▸ WORK TO BE COMPLETED:
Count the lines in the rows below that contain the string "skirt". Give only that number.
* Begin RECORDS PROVIDED *
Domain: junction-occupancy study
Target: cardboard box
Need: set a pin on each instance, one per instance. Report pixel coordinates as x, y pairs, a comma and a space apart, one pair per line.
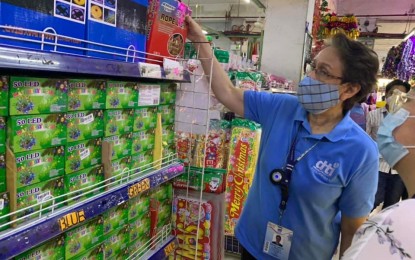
116, 217
86, 94
65, 18
36, 193
29, 96
84, 179
120, 145
83, 238
145, 118
121, 94
34, 132
166, 28
52, 249
118, 122
117, 23
143, 141
39, 166
4, 95
83, 154
84, 125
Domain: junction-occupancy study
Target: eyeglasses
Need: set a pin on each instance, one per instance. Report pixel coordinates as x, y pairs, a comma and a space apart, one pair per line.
322, 74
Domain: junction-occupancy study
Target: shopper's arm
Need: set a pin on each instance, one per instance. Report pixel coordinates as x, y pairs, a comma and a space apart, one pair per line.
222, 87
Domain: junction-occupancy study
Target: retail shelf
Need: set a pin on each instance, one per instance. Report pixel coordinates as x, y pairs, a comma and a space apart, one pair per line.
28, 235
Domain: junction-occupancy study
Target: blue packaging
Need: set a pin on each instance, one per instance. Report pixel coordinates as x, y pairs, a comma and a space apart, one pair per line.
63, 17
119, 23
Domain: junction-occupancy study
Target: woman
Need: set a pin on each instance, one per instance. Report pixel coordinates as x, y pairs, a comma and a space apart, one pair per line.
314, 162
389, 234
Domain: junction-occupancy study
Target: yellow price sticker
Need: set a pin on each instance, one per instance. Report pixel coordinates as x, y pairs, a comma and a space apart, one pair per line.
135, 189
71, 219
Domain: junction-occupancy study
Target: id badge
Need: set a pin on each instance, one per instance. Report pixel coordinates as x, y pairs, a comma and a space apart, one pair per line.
278, 241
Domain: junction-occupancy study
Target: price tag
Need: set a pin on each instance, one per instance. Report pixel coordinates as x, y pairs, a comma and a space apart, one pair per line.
71, 219
135, 189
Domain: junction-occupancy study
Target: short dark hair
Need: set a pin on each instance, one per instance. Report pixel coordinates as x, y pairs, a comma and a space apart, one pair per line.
360, 66
397, 82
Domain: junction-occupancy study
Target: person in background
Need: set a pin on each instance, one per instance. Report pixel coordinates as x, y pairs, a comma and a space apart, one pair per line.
390, 233
314, 162
390, 186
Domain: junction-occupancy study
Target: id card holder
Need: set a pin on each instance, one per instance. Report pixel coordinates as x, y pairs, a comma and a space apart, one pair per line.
278, 241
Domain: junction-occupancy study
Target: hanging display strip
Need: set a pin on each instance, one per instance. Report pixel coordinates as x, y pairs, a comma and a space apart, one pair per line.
21, 239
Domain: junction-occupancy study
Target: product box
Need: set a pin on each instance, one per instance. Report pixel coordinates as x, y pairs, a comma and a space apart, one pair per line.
36, 193
66, 18
167, 114
118, 122
34, 132
39, 166
29, 96
86, 94
124, 24
52, 249
121, 95
4, 95
116, 217
121, 145
143, 141
83, 238
4, 209
83, 154
166, 28
83, 179
145, 118
85, 125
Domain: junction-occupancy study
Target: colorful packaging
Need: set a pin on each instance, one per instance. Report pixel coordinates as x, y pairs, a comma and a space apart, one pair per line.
52, 249
83, 179
124, 26
37, 95
84, 125
86, 94
34, 132
121, 95
121, 145
145, 118
39, 166
143, 141
32, 194
243, 156
83, 238
115, 217
166, 28
83, 154
118, 122
4, 95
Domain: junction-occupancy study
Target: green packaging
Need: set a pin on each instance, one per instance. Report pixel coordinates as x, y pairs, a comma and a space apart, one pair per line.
52, 249
145, 118
84, 125
83, 238
167, 114
121, 95
84, 179
83, 154
118, 122
86, 94
121, 145
116, 217
4, 95
36, 193
143, 141
36, 132
29, 96
40, 165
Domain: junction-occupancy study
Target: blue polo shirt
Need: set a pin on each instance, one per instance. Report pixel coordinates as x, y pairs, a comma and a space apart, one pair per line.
339, 175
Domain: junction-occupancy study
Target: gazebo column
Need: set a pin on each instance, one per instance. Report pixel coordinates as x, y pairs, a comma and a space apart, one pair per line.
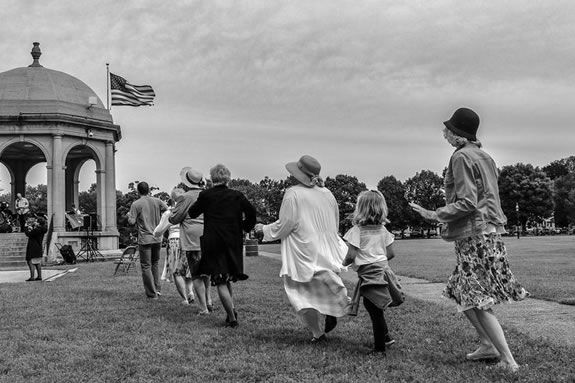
101, 195
110, 206
76, 193
58, 184
50, 192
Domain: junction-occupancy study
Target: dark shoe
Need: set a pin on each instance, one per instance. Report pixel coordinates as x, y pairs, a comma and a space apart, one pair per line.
378, 352
330, 323
232, 324
483, 354
227, 317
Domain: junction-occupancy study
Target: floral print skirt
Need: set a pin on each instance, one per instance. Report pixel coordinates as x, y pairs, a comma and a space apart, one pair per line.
482, 277
176, 261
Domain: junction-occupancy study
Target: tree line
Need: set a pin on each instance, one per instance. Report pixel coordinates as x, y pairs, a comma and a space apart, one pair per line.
528, 194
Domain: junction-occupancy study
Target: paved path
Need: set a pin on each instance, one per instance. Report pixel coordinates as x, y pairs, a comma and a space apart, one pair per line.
535, 318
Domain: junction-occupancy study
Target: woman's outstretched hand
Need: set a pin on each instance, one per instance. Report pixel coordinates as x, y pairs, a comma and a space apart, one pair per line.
427, 214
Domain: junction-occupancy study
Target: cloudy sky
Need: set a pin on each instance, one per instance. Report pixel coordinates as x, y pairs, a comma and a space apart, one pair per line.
363, 86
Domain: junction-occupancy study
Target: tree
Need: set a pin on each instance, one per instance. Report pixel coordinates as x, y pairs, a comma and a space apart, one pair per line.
253, 193
564, 198
560, 168
425, 189
345, 189
562, 172
273, 191
530, 188
400, 213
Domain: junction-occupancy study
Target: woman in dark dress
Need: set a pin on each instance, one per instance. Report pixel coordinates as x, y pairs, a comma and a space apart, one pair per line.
227, 215
35, 231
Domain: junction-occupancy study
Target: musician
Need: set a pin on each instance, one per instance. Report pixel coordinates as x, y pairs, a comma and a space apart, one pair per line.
22, 209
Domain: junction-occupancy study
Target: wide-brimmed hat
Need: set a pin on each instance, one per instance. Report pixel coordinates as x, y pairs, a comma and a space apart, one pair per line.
464, 123
305, 169
191, 177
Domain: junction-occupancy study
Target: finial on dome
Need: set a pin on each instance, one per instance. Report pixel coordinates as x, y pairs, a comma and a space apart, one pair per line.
36, 53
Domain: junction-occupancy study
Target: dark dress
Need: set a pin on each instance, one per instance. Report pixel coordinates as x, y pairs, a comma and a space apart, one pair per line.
227, 215
35, 237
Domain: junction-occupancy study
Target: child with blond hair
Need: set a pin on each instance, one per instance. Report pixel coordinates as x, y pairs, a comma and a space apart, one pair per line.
370, 249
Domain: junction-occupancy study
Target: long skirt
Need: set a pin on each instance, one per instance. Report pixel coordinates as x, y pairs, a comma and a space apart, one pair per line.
325, 292
176, 261
482, 277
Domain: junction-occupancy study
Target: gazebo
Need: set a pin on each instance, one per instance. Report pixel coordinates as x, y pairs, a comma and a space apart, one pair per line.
53, 117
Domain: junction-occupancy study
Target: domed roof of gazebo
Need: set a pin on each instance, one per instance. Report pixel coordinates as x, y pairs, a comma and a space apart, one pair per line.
38, 90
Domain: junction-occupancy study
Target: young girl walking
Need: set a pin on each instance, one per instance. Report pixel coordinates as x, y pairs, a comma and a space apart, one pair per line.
370, 249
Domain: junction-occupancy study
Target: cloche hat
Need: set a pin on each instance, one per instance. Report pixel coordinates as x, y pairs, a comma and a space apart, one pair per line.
191, 177
464, 123
305, 169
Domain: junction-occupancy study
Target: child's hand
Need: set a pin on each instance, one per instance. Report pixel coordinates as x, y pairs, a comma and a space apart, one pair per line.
350, 256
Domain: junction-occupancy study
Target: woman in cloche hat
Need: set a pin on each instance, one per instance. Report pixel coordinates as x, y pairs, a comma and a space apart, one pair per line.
312, 251
474, 220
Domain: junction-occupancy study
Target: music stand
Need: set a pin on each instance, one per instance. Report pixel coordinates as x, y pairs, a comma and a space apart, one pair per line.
88, 251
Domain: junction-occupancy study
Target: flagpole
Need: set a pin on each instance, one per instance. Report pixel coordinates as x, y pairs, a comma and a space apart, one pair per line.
108, 86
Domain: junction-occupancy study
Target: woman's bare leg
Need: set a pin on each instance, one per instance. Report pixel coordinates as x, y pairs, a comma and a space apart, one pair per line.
493, 329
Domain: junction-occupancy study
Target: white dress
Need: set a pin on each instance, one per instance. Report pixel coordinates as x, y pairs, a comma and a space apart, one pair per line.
312, 251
* End RECORDS PROVIDED *
▸ EXERCISE SOLUTION:
2